▶ [Short exercise A]: Decide whether each statement below agrees with the benchmark report, answering yes or no and quoting the words of the report that settle it: (i) the sync run averaged 28.3 seconds; (ii) the full-text search average came in above its claimed figure; (iii) the system health report lists 12,847 concepts.

▶ [Excerpt]:
MAENIFOLD PERFORMANCE BENCHMARK SUITE
=====================================
Iterations: 5, Max Test Files: 1000
Started: 2024-10-24 18:45:00

Search Performance Results

Search Performance Benchmark
Claims: Hybrid 33ms, Semantic 116ms, Full-text 47ms

Test dataset: 2,458 files
Results (25 iterations each):
Hybrid Average: 34.2ms (claim: 33ms) ✓
Semantic Average: 118.7ms (claim: 116ms) ✓
Full-text Average: 45.3ms (claim: 47ms) ✓

Sync Performance Results

Sync Performance Benchmark
Claim: 27s for 2,500 files

Test dataset: 2,458 files
Results (3 iterations):
Sync Average: 28.3s (claim: 27s) ✓
Files per second: 86.8

Graph Traversal Results

Graph Traversal Benchmark (GRPH-009)
CTE vs N+1 Query Performance

CTE Average: 12.4ms
N+1 Average: 247.8ms
Performance Improvement: 19.9x faster ✓

System Health Report

System Health Report
Database Size: 145.2 MB
Concept Count: 12,847
Memory Files: 2,458
Total WikiLinks: 47,392
Average Concepts per File: 19.3

Completed: 2024-10-24 18:52:15
Total Duration: 7m 15s

Performance Claim Validation

✓ Passing Criteria

Results within ±20% of claimed performance indicate system health:

Hybrid search: 26-40ms (claim: 33ms)

▶ [Records for the task]:
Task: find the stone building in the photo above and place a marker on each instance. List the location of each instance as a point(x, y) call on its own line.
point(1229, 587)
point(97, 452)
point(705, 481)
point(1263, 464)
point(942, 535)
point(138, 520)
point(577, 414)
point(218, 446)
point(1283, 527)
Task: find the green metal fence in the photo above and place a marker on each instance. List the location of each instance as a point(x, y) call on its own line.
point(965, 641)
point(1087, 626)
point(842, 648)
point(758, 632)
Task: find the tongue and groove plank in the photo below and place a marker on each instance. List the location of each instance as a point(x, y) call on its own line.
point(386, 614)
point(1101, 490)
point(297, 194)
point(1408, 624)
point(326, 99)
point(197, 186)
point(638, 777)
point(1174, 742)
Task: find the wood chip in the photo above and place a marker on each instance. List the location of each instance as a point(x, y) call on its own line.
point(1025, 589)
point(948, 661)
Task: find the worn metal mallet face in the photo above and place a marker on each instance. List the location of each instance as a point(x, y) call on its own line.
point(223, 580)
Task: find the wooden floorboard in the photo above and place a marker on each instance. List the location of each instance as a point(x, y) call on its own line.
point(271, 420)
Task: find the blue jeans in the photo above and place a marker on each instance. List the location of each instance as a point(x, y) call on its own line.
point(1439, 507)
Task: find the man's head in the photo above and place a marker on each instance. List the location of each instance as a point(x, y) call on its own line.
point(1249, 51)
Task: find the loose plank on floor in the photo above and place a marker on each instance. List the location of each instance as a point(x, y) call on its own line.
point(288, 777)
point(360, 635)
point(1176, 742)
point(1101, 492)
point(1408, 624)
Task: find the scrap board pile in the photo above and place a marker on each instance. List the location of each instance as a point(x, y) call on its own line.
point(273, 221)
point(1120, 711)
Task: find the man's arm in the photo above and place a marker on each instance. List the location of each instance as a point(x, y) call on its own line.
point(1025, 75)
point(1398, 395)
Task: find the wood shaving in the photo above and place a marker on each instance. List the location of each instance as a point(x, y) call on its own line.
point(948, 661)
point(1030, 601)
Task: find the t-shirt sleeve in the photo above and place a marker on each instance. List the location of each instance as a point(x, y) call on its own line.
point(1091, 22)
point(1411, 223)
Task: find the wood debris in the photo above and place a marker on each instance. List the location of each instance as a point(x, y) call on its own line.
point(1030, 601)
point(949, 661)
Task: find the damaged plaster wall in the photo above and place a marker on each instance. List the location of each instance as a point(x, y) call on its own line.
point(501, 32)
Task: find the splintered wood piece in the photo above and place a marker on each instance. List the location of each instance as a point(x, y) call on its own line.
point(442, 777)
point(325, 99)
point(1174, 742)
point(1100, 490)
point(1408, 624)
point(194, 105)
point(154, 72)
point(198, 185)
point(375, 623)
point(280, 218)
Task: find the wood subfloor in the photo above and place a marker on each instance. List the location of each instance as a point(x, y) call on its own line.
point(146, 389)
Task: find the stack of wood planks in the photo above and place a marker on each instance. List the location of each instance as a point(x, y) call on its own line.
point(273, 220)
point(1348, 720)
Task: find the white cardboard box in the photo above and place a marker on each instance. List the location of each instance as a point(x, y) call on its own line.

▶ [Short exercise B]: In the records, rewrite everything from the line containing "Task: find the wooden" down to the line containing "point(1249, 51)", swapping in "denim trousers" for "blue jeans" and leaving all else as it stands.

▶ [Reply A]:
(i) Yes: "Sync Average: 28.3s (claim: 27s) ✓"
(ii) No: "Full-text Average: 45.3ms (claim: 47ms) ✓"
(iii) Yes: "Concept Count: 12,847"

▶ [Reply B]:
Task: find the wooden floorboard in the photo above and place a marker on each instance. List the location of each instance as a point(x, y) call on its own line.
point(271, 420)
Task: find the denim trousers in the photo above and place a marker on each instance. List the location of each instance as a point(x, y) call on its own line.
point(1439, 507)
Task: find the man's head in the photo above and place a marker on each instance. List the location of each instance as a point(x, y) call on its own line.
point(1249, 51)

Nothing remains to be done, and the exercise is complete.